▸ **What the exercise asks**
Rewrite the material from its first line through the line with "[[256, 58], [256, 9], [244, 18], [244, 58]]", changing "stainless steel microwave" to "chrome microwave" and leaving everything else as it is. Don't include any pictures in your answer.

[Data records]
# # # # # # #

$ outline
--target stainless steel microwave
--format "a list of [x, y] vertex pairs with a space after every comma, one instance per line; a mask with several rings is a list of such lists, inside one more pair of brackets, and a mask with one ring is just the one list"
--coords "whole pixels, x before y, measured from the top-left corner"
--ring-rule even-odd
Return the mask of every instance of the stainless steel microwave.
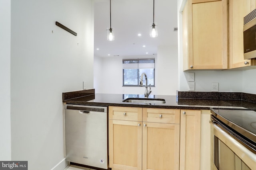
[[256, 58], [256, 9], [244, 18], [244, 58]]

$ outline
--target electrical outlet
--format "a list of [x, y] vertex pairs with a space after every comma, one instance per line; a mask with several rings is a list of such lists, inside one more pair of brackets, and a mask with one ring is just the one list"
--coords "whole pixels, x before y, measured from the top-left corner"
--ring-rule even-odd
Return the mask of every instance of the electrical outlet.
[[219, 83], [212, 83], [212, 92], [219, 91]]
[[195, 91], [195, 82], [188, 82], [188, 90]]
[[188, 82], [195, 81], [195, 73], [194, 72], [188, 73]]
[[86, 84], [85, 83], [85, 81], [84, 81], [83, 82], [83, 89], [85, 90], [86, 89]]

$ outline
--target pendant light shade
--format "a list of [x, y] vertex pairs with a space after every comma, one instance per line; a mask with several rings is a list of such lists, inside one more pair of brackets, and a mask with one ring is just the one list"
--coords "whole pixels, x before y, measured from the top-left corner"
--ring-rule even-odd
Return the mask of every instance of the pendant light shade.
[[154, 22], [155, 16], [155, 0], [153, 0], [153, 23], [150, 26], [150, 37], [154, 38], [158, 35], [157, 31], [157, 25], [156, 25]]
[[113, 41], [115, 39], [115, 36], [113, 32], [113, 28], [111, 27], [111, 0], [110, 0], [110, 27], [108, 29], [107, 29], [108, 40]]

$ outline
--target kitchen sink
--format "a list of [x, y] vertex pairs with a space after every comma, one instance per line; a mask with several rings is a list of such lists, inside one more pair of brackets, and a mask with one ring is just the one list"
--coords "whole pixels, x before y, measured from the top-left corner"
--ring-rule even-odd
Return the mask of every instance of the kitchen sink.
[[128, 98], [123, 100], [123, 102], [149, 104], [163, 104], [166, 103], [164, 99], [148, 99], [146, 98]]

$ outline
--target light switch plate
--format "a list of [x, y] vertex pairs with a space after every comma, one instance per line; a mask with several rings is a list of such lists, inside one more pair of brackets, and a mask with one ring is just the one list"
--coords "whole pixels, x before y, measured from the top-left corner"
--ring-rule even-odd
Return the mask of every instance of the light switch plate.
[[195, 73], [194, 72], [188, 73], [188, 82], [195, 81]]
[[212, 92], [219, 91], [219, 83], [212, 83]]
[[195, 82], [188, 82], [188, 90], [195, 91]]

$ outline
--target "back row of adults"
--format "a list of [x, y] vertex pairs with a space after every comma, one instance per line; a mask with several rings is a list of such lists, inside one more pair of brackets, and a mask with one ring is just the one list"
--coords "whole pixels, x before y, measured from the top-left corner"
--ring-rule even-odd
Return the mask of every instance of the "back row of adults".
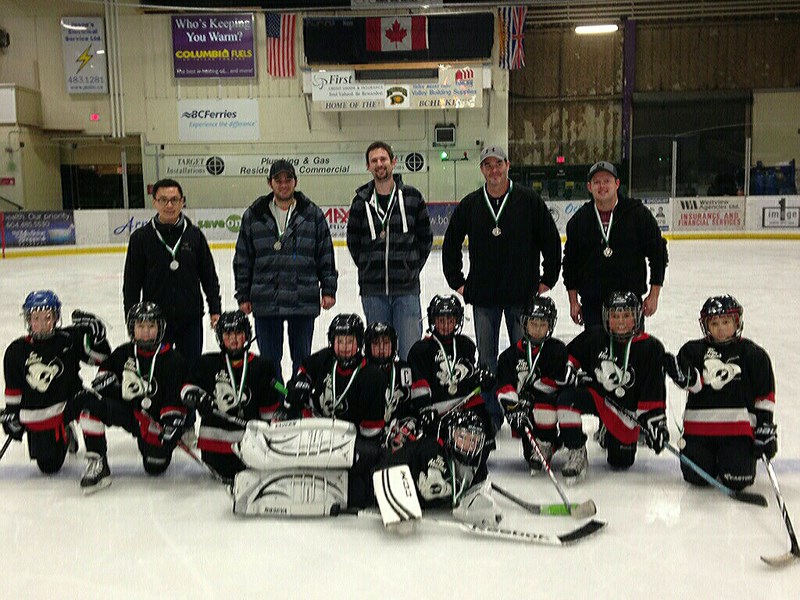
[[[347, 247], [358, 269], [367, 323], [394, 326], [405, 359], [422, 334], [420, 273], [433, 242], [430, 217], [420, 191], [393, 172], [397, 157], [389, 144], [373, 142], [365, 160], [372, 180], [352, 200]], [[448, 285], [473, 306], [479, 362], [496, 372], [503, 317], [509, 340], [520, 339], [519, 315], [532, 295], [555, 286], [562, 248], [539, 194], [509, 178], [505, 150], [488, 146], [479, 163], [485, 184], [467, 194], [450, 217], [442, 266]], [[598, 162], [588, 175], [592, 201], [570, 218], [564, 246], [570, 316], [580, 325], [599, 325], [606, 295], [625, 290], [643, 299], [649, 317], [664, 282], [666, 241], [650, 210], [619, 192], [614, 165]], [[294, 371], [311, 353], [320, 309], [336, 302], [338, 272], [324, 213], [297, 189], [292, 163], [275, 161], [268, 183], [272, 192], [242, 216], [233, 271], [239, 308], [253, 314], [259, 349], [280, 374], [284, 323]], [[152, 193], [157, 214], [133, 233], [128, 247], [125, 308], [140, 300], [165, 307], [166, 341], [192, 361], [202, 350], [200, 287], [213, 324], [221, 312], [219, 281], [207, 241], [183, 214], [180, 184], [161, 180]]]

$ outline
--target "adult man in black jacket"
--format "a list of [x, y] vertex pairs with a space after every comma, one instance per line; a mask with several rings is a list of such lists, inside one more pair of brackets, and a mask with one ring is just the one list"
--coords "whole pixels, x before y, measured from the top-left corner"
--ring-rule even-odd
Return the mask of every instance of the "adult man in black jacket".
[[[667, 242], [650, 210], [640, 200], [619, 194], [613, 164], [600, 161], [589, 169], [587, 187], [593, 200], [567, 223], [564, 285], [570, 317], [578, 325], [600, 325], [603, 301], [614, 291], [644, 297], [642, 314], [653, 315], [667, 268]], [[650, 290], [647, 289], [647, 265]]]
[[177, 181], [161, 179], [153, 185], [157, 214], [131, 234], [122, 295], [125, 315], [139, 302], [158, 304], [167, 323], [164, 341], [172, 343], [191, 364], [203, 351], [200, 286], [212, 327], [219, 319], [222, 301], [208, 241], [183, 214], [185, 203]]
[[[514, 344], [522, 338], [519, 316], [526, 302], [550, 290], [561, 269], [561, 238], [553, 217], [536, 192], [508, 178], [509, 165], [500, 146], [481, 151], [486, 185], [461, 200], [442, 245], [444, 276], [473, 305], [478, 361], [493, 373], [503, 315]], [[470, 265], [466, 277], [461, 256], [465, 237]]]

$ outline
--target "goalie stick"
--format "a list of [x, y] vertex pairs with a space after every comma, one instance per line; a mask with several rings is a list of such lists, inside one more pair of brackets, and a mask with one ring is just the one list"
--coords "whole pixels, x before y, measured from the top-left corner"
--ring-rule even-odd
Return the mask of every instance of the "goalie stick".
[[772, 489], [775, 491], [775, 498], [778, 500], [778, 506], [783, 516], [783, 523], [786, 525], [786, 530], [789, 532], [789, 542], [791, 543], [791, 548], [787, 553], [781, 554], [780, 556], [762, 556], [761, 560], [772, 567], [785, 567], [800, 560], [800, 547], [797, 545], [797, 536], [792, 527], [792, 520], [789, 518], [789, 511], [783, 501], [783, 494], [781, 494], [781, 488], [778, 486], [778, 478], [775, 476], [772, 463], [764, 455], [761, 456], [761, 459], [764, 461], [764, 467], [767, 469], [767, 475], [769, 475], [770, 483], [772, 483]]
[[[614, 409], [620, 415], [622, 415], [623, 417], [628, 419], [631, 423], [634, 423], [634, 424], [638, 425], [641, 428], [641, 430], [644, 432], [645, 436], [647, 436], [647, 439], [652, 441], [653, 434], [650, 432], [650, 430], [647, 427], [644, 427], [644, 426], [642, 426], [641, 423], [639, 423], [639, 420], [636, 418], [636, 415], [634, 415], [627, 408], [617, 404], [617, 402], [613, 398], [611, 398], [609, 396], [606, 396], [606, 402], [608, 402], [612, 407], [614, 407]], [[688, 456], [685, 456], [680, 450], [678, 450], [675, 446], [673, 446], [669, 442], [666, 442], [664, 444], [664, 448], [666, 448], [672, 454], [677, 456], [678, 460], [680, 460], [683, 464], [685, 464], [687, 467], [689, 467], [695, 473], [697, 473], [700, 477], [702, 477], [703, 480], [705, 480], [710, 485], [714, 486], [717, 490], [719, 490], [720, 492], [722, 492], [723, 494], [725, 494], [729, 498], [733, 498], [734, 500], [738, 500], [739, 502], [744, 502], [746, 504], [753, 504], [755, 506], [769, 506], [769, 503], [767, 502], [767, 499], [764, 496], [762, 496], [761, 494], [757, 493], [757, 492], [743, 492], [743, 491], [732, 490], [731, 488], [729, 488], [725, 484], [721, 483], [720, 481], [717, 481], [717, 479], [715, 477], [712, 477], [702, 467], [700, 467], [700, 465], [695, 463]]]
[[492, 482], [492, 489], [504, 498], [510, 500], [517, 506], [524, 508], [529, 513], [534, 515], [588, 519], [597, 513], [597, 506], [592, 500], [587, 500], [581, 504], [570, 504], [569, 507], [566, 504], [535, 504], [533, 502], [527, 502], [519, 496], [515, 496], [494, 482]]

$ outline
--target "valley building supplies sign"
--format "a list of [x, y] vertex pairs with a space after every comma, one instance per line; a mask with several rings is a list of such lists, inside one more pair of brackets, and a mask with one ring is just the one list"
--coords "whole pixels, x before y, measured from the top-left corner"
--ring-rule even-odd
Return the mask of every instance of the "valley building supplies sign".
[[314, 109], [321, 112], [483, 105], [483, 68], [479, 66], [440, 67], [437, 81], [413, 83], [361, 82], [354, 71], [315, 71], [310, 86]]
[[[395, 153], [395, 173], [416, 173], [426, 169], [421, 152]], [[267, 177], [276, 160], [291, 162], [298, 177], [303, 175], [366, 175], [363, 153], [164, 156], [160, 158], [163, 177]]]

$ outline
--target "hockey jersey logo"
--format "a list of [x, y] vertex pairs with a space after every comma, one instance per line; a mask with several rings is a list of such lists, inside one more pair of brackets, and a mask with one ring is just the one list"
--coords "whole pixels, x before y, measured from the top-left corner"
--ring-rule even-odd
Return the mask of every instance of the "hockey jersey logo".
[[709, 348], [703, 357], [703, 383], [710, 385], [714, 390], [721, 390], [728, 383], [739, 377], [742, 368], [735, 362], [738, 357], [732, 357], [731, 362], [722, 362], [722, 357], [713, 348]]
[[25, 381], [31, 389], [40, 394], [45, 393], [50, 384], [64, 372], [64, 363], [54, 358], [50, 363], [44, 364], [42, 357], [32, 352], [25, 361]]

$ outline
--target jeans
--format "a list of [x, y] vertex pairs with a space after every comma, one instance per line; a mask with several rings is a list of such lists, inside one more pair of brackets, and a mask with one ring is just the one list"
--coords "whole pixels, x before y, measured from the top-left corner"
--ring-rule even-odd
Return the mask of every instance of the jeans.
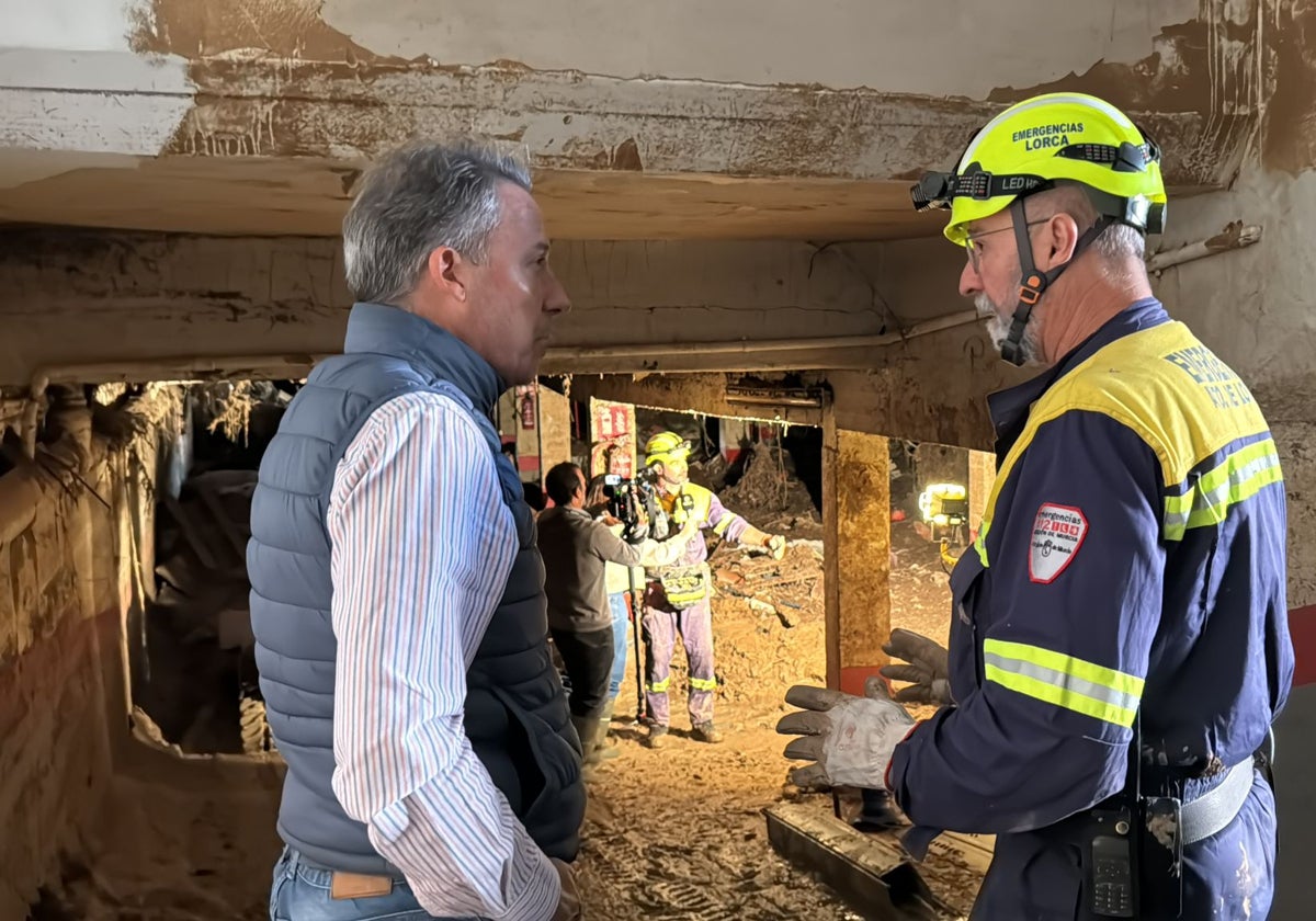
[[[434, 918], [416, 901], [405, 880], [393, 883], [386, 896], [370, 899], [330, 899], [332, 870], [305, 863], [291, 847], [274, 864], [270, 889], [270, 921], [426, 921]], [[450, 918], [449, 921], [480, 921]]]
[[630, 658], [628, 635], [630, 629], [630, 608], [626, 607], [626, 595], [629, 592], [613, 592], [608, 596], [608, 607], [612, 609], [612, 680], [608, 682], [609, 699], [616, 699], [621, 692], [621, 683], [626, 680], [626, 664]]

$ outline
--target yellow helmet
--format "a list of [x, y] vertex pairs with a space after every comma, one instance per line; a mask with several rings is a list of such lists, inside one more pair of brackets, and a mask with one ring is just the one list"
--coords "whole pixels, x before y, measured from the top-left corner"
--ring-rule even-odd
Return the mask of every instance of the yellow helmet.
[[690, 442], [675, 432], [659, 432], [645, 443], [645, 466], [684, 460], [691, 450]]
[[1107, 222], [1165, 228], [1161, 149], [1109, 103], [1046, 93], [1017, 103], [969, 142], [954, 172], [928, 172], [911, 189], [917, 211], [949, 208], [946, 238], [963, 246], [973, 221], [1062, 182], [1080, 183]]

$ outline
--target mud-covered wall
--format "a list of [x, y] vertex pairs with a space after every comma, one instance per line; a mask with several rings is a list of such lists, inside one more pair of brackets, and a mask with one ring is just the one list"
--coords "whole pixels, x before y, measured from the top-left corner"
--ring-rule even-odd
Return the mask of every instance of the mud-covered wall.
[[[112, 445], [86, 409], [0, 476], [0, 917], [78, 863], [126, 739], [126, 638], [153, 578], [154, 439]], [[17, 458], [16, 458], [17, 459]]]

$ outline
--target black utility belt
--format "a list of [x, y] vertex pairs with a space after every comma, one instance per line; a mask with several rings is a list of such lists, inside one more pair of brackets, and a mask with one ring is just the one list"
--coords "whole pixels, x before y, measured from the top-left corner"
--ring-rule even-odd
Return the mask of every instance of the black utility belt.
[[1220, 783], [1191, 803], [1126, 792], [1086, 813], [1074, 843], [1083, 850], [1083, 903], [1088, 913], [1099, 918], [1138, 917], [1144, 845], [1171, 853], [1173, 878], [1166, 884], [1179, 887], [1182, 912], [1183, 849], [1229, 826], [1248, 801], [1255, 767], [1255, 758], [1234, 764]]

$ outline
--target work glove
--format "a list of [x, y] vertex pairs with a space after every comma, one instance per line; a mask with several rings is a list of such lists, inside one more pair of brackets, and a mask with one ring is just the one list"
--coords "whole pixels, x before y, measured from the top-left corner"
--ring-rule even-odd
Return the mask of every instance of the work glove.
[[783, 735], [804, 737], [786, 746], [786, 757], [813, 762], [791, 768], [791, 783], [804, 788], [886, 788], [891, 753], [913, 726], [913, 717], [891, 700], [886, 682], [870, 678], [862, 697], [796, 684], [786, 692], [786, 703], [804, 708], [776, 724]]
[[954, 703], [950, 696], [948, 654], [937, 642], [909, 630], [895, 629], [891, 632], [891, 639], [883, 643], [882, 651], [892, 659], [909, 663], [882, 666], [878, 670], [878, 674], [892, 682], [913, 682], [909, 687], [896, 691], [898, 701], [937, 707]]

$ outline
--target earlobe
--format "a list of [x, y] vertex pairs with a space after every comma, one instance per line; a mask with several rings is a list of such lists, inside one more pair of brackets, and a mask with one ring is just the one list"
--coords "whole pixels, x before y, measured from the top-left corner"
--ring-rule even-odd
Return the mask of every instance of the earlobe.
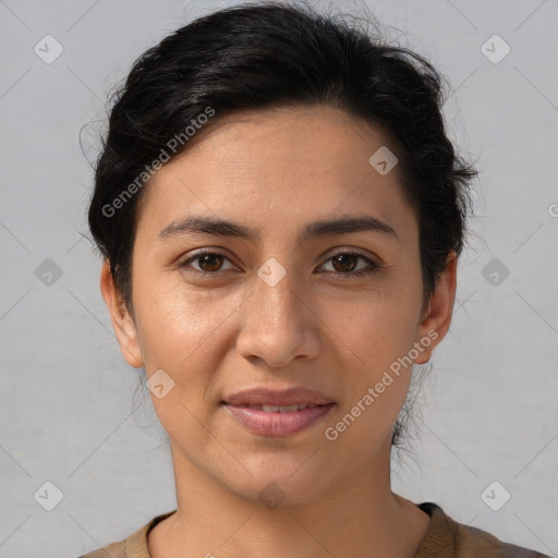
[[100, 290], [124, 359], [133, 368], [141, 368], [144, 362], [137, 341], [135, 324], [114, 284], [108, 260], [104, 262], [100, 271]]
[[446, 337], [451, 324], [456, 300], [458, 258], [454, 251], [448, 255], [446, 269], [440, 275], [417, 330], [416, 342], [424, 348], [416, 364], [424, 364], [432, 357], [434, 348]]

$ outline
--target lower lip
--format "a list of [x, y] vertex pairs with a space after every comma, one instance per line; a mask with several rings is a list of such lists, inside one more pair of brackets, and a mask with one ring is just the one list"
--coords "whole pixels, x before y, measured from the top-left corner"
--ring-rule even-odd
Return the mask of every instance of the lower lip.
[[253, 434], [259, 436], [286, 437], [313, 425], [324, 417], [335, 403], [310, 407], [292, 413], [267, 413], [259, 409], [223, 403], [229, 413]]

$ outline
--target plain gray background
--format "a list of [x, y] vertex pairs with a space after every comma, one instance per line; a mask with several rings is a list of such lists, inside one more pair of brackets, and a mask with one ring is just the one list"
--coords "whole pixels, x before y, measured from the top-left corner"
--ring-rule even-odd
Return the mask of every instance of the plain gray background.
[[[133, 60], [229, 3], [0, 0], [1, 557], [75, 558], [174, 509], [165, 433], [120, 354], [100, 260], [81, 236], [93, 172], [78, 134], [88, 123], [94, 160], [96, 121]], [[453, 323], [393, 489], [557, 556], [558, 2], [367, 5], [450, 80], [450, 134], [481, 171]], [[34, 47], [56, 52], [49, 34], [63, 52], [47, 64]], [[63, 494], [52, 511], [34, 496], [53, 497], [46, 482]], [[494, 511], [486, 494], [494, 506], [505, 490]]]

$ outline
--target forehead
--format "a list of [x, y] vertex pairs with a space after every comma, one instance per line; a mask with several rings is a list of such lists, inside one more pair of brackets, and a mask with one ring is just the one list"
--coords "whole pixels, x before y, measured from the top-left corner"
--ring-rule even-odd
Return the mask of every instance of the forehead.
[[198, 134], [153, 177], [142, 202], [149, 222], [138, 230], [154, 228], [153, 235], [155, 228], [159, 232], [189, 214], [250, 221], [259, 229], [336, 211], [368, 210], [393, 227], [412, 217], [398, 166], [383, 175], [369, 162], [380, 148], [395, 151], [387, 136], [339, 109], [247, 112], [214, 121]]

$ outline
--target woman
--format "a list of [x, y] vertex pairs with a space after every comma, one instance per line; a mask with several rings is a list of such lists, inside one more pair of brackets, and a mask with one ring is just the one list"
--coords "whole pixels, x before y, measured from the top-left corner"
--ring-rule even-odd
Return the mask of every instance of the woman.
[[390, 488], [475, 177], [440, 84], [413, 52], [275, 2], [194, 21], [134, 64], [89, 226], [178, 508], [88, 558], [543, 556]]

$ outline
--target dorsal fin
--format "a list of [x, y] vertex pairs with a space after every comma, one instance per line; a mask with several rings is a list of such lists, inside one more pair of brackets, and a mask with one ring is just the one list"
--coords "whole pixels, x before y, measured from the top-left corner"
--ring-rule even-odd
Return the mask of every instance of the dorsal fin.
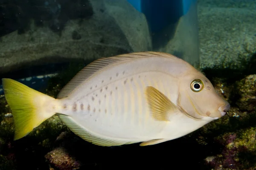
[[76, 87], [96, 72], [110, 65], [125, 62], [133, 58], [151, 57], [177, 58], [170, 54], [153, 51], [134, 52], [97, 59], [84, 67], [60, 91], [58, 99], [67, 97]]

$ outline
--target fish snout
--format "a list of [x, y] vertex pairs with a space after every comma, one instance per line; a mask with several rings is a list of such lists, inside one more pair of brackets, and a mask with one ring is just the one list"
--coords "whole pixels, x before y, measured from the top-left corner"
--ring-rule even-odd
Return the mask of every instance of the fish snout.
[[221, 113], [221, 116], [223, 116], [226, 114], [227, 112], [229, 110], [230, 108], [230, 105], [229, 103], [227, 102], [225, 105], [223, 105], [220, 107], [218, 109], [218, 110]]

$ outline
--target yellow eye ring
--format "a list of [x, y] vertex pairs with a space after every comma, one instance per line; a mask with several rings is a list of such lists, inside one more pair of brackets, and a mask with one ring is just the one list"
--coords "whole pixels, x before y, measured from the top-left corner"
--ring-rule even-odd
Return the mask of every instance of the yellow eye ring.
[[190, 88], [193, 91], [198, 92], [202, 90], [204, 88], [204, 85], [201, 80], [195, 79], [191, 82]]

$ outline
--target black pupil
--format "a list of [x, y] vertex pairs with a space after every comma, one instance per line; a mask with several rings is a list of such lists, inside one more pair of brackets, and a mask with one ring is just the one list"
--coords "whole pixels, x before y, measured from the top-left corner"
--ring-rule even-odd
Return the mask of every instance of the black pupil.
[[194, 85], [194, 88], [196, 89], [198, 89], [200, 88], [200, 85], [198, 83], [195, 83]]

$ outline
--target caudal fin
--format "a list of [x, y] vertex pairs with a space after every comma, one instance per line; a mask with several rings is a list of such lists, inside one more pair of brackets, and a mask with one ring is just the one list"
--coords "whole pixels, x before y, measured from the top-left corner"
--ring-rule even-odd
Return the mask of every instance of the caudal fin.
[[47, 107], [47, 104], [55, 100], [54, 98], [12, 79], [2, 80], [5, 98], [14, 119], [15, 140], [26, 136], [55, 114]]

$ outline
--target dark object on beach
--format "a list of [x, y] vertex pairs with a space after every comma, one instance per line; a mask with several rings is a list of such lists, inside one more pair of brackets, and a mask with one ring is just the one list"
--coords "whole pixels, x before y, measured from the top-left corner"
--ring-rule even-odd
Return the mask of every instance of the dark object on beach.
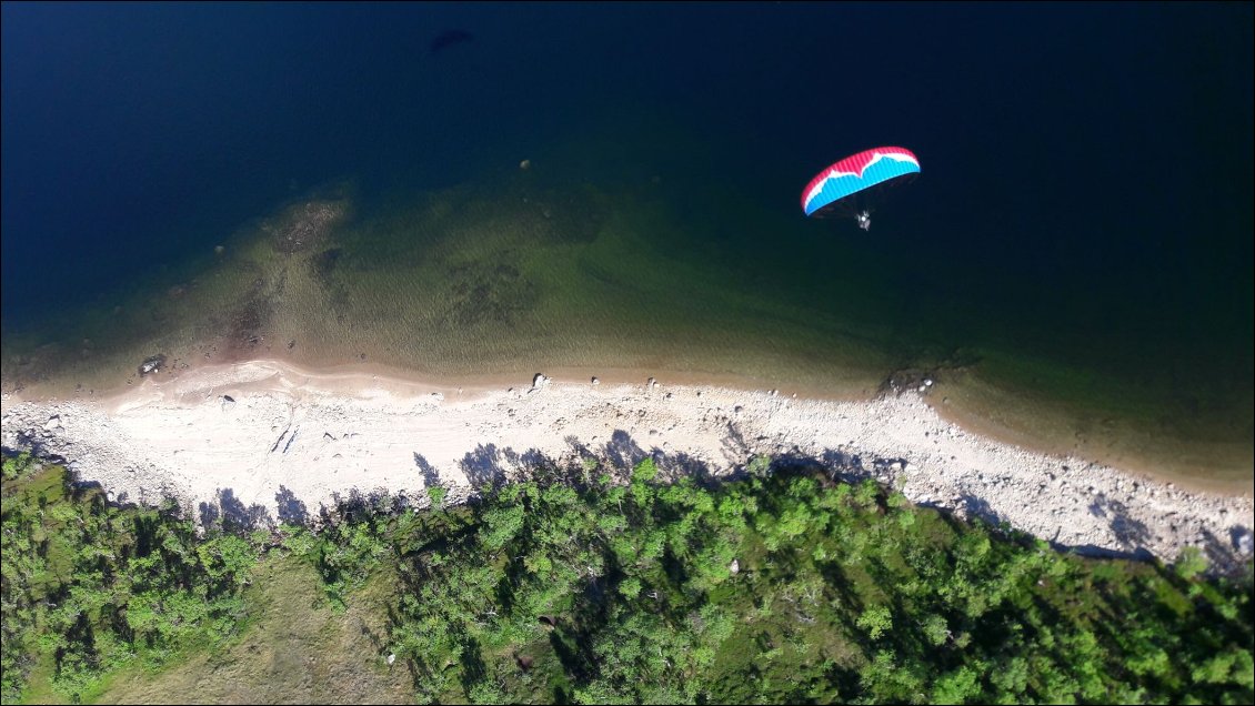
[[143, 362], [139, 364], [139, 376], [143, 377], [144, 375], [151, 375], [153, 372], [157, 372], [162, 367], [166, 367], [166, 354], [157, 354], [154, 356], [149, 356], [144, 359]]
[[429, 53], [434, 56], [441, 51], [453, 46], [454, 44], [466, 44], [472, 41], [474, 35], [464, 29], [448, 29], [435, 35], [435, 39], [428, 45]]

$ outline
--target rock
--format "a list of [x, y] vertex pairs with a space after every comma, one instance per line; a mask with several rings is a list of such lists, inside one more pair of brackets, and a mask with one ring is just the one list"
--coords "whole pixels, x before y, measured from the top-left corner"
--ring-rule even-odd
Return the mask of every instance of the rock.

# # # # # # #

▸ **Result**
$ outline
--target chrome microwave
--format "a list of [x, y] vertex pairs with a space after every comma, one instance per line; a mask with several rings is a list of such lists, inside one more pair of brackets, and a mask with one ring is just the one list"
--coords "whole pixels, x before y, measured from the top-left corner"
--ring-rule even-odd
Return the mask of every instance of the chrome microwave.
[[256, 58], [256, 9], [244, 18], [244, 58]]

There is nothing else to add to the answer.